EXERCISE MATERIALS:
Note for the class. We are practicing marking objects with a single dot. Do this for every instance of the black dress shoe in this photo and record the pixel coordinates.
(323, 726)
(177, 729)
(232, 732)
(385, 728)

EXERCISE PROMPT: Can you render the lines of the material above as a numbered list, omitting any blank lines?

RESPONSE TO THIS EXERCISE:
1. Note for the class. We are practicing marking objects with a single dot. Do this for every instance of the black dress shoe in this photo and record the pixel coordinates.
2. (323, 726)
3. (177, 729)
4. (232, 732)
5. (385, 728)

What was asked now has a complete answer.